### Written exercise
Write out each line beneath this one exactly as it reads.

# START OF Data shown

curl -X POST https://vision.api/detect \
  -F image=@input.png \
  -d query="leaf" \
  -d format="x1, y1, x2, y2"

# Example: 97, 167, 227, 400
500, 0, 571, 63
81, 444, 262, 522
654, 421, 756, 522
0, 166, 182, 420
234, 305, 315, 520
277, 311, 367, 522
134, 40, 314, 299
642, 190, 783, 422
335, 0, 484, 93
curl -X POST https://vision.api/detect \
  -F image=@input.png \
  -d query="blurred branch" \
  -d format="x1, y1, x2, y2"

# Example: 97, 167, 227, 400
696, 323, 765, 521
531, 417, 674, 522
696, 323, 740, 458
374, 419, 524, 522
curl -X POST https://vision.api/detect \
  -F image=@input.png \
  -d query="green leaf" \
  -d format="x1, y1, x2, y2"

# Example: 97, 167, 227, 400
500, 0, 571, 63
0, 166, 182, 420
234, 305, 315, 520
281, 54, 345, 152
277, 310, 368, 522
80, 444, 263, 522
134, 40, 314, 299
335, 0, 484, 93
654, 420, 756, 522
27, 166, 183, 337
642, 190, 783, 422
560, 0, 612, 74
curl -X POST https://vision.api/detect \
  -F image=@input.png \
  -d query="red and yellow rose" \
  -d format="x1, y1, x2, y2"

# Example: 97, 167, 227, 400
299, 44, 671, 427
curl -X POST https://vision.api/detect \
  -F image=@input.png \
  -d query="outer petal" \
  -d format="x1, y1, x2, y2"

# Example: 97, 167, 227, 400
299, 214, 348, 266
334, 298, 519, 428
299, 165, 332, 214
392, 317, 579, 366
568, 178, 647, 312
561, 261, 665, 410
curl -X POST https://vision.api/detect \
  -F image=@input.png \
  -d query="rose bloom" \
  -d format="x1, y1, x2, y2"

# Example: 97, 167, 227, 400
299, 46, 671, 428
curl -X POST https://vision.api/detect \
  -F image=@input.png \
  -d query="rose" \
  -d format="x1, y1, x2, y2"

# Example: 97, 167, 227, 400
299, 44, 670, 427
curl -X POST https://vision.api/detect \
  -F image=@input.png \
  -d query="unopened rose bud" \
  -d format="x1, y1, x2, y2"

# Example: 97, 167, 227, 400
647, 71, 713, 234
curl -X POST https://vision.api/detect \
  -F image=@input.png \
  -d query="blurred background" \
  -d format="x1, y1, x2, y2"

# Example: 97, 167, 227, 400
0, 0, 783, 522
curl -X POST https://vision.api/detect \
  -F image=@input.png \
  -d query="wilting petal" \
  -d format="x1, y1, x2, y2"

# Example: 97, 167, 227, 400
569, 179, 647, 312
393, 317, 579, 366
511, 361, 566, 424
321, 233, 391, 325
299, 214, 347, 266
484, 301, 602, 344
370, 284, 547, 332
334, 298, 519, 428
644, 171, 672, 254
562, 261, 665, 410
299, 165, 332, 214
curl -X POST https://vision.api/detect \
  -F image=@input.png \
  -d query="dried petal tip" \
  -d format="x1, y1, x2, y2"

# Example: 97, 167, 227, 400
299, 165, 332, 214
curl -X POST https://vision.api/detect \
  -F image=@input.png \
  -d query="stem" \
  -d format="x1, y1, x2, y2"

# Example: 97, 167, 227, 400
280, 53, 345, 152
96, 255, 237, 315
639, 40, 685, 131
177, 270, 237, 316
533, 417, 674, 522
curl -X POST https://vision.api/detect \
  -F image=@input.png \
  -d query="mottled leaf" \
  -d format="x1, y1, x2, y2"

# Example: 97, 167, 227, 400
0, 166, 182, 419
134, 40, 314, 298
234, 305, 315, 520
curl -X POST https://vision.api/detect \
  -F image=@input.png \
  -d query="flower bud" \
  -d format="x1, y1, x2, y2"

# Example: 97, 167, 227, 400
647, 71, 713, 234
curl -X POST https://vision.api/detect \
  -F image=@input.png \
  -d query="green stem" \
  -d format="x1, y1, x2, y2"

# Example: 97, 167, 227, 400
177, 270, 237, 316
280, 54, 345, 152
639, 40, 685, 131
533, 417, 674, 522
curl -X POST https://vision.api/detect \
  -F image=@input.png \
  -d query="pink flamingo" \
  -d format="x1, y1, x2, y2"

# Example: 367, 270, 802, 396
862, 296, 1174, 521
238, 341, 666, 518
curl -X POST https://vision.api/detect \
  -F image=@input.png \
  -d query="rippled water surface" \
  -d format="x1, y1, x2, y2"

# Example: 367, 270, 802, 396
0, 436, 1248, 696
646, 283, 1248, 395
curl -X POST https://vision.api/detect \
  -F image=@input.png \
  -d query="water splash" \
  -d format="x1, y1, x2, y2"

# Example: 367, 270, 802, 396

# END OF Data shown

### Exercise result
curl -X POST https://vision.api/detect \
  -F image=@input.png \
  -d query="leaf" \
  -d format="x1, y1, x2, y2"

# Example: 97, 167, 227, 400
500, 0, 571, 63
81, 444, 262, 522
654, 421, 756, 522
0, 166, 182, 420
234, 305, 315, 520
277, 311, 367, 522
134, 40, 314, 299
642, 190, 783, 422
335, 0, 484, 93
curl -X POST https://vision.api/detect \
  -F image=@input.png \
  -d query="blurred branch" \
  -d format="x1, y1, x2, y2"

# Example: 97, 167, 227, 400
696, 323, 765, 521
531, 417, 674, 522
696, 323, 740, 458
374, 419, 524, 522
curl -X POST https://vision.api/detect \
  -F image=@input.png \
  -d query="green leaf" \
  -d format="x1, y1, x2, y2"

# Example: 97, 167, 227, 400
500, 0, 571, 63
0, 166, 182, 420
234, 305, 315, 520
281, 54, 345, 152
277, 310, 368, 522
80, 444, 263, 522
134, 40, 314, 299
335, 0, 484, 93
654, 420, 756, 522
27, 166, 183, 337
642, 190, 783, 422
560, 0, 612, 74
curl -X POST https://vision.api/detect \
  -F image=@input.png \
  -d query="red and yellow rose" \
  -d format="x1, y1, x2, y2"

# Example: 97, 167, 227, 400
299, 44, 671, 427
curl -X POST https://vision.api/detect \
  -F image=@input.png \
  -d query="outer petal" \
  -d format="x1, y1, x2, y2"

# Example: 97, 167, 227, 400
299, 214, 348, 266
334, 298, 519, 428
299, 165, 332, 214
392, 317, 579, 366
568, 178, 647, 312
561, 261, 665, 410
curl -X POST https://vision.api/detect \
  -F image=@input.png \
  -d query="rose bloom" \
  -d format="x1, y1, x2, y2"

# Example: 97, 167, 227, 400
299, 46, 671, 428
curl -X POST https://vision.api/detect \
  -F image=@input.png \
  -d query="rose" \
  -d format="x1, y1, x2, y2"

# Example: 97, 167, 227, 400
299, 44, 670, 427
curl -X POST https://vision.api/detect \
  -F image=@input.png \
  -d query="unopened rose bud" \
  -d format="x1, y1, x2, y2"

# Example: 97, 167, 227, 400
647, 71, 713, 234
curl -X POST https://vision.api/detect \
  -F image=@input.png \
  -d query="blurred background" \
  -d format="x1, y1, x2, y2"

# Example: 97, 167, 227, 400
0, 0, 783, 522
curl -X POST https://vision.api/detect \
  -F image=@input.png \
  -d query="wilting petal" \
  -d format="x1, y1, x2, y2"

# Example: 97, 167, 227, 400
569, 179, 647, 312
393, 317, 579, 366
511, 361, 566, 424
321, 233, 391, 325
299, 214, 347, 266
484, 301, 602, 344
370, 284, 547, 332
334, 298, 519, 428
644, 171, 672, 254
562, 261, 665, 410
299, 165, 332, 214
curl -X POST https://vision.api/detect \
  -F image=@input.png \
  -d query="dried petal tip" \
  -d format="x1, y1, x2, y2"

# Example: 97, 167, 227, 400
299, 165, 332, 214
curl -X POST https://vision.api/detect \
  -F image=@input.png \
  -d query="stem" \
  -d format="x1, y1, x2, y2"

# Example: 97, 167, 227, 400
280, 53, 345, 152
96, 255, 237, 315
639, 40, 685, 131
177, 270, 237, 316
533, 417, 674, 522
curl -X POST https://vision.api/detect \
  -F image=@input.png \
  -d query="mottled leaf" \
  -d format="x1, y1, x2, y2"

# Example: 97, 167, 227, 400
0, 166, 182, 419
134, 40, 314, 298
234, 305, 315, 520
curl -X POST https://vision.api/detect \
  -F image=@input.png \
  -d query="flower bud" \
  -d format="x1, y1, x2, y2"

# Example: 97, 167, 227, 400
647, 71, 713, 234
curl -X POST https://vision.api/detect \
  -F image=@input.png \
  -d query="green stem" \
  -d format="x1, y1, x2, y2"

# Example: 97, 167, 227, 400
177, 270, 237, 316
280, 54, 345, 152
639, 40, 685, 131
533, 417, 674, 522
curl -X POST https://vision.api/detect \
  -F image=@input.png \
  -d query="pink flamingo" \
  -d format="x1, y1, x2, y2"

# Example: 367, 270, 802, 396
862, 296, 1174, 521
238, 341, 666, 518
curl -X POST https://vision.api/detect \
  -F image=@input.png \
  -d query="rippled water surface" \
  -d format="x1, y1, x2, y2"

# Example: 367, 270, 802, 396
0, 436, 1248, 696
646, 283, 1248, 395
curl -X POST https://vision.api/detect \
  -F image=@input.png \
  -d query="water splash" \
  -d format="x1, y1, x2, y2"

# Example: 367, 270, 802, 396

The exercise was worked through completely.